-- What to work on --
Copy out the entries starting at the line containing "Where can the distant" and ending at the last entry, requests included. Shift every number in the answer coordinates up by 62, leaving the requests and their sample coordinates unchanged.

##### Data for this exercise #####

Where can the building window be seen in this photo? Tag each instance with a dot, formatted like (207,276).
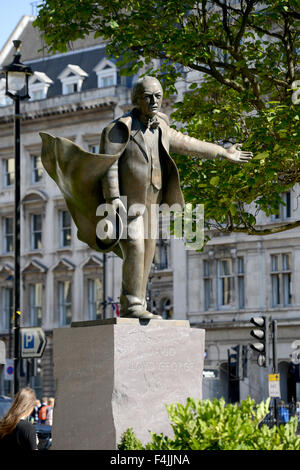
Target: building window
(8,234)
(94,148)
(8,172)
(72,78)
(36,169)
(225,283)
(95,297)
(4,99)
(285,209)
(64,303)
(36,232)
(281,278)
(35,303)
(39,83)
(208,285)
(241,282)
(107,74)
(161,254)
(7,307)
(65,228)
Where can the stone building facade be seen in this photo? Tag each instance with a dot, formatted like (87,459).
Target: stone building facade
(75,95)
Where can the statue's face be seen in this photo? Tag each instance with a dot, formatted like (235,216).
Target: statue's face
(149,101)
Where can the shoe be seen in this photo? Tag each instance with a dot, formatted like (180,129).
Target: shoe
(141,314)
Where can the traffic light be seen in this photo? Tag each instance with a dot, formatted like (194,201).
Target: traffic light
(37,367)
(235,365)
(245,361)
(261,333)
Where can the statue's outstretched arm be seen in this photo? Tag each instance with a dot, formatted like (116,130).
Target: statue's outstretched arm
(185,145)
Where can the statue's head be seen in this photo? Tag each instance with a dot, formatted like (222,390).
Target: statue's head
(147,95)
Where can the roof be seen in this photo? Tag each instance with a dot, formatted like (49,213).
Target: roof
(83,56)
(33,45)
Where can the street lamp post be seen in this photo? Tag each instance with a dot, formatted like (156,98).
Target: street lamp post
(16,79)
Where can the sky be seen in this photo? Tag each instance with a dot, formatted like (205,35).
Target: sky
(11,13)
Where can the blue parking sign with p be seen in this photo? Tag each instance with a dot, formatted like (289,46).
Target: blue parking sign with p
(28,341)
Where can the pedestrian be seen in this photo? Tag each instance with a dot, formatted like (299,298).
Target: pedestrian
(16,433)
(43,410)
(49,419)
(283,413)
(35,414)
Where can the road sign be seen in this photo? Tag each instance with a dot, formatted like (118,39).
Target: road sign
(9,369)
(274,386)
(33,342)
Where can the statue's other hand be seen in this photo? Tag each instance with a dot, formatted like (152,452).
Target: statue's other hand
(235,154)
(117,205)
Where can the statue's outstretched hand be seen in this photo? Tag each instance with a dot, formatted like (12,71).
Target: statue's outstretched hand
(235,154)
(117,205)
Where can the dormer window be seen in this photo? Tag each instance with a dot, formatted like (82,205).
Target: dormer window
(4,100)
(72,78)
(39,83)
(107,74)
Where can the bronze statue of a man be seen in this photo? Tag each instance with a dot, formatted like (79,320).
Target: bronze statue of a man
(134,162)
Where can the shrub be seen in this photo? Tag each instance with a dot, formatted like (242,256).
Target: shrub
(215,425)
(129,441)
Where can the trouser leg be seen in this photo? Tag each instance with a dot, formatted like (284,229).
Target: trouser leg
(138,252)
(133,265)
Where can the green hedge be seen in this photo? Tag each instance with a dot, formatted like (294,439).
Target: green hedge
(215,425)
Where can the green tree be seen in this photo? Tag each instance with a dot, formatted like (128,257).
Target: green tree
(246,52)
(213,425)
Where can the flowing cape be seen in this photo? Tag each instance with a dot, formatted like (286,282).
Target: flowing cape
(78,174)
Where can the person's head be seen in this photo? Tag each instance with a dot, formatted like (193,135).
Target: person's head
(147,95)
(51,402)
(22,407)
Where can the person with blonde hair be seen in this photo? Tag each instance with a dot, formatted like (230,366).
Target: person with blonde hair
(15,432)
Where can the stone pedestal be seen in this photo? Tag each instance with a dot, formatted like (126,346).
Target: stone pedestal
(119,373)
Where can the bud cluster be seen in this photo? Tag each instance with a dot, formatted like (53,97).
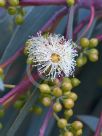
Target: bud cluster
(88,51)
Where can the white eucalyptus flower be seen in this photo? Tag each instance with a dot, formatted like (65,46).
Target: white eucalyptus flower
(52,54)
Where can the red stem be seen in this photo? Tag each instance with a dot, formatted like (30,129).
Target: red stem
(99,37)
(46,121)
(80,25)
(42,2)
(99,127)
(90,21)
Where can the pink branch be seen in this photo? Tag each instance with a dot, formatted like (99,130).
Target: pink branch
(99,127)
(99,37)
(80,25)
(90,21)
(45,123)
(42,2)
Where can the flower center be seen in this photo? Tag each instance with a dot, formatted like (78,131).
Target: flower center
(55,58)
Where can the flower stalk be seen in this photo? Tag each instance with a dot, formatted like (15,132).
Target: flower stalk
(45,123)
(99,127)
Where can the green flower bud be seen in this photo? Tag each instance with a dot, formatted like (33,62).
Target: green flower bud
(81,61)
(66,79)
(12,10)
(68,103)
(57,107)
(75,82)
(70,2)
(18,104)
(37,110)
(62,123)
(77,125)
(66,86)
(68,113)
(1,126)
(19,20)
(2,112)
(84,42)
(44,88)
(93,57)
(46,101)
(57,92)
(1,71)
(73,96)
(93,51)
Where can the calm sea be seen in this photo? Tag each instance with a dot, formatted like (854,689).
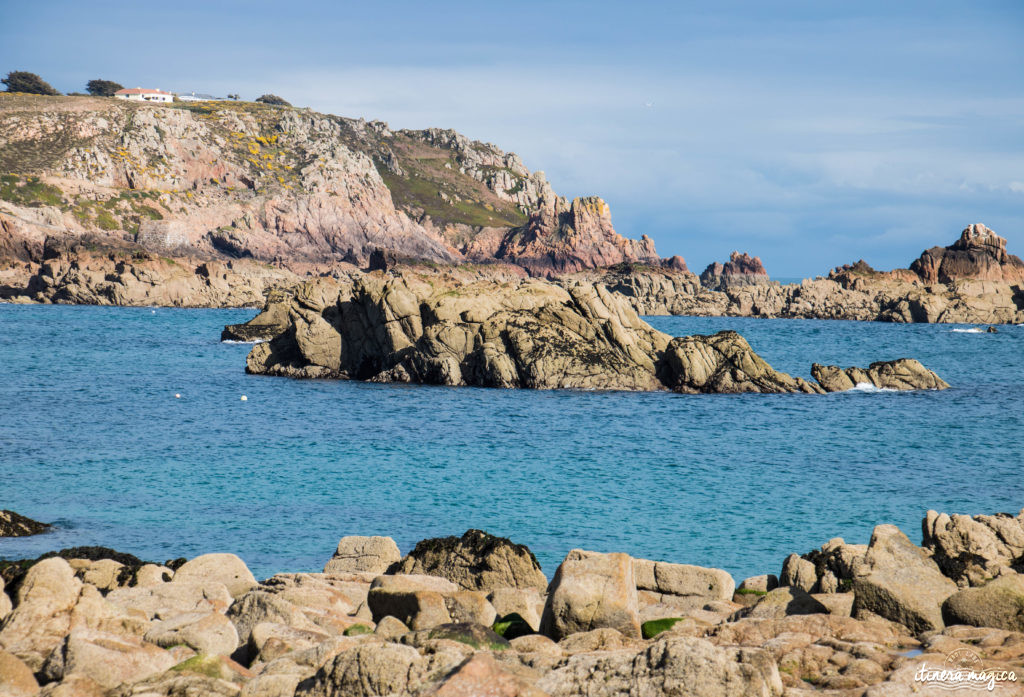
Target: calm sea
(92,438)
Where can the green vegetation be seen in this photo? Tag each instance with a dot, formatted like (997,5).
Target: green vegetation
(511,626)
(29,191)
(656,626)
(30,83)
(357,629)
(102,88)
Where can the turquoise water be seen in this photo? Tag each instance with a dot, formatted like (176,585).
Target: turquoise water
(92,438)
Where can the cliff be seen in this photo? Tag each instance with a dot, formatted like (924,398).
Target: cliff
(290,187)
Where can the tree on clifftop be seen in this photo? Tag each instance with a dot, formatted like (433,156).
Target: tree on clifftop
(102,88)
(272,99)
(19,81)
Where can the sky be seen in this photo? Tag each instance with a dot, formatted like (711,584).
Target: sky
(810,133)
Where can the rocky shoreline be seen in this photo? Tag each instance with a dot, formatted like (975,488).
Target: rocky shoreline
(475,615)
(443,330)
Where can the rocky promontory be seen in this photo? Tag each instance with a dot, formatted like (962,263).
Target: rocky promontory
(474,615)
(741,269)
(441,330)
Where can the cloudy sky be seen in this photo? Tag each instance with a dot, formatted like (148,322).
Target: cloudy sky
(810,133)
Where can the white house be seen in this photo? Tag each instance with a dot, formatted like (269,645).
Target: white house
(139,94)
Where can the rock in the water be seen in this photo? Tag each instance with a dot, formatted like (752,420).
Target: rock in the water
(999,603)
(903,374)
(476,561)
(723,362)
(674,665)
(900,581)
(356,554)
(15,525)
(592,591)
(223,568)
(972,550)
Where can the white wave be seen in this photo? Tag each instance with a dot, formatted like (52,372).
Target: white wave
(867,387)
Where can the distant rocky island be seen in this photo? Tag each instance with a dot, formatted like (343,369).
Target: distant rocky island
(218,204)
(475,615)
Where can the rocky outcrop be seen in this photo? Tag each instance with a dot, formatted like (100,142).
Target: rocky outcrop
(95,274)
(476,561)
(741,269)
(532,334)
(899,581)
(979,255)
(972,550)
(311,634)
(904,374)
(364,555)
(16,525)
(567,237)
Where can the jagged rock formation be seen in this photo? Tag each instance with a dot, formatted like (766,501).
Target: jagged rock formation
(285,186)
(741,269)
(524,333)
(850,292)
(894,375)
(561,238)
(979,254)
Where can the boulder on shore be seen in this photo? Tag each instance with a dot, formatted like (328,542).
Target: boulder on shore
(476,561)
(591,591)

#####

-- In response --
Where can the distant rocky island be seen in this photo? Tag each instance with a dot, formatted like (343,369).
Target: distant rocky island
(280,266)
(537,677)
Where can the rocky outcrop be seen in this photo? Tag each instance with a dot, formatted like (100,142).
Target: rocky outcrop
(157,336)
(538,623)
(803,331)
(594,396)
(961,643)
(1041,317)
(1034,612)
(373,696)
(966,436)
(426,617)
(78,587)
(629,299)
Where can the jagged rock formation be seen in this photo? Tag each instance with a dot, formatted like (766,501).
Target: jagged rock formation
(347,248)
(803,331)
(586,395)
(912,354)
(956,437)
(623,300)
(1041,316)
Where can the boulder on shore be seen in this photo? Tag each instance with a dot, formatted like (328,542).
Target: boulder on shore
(538,623)
(653,653)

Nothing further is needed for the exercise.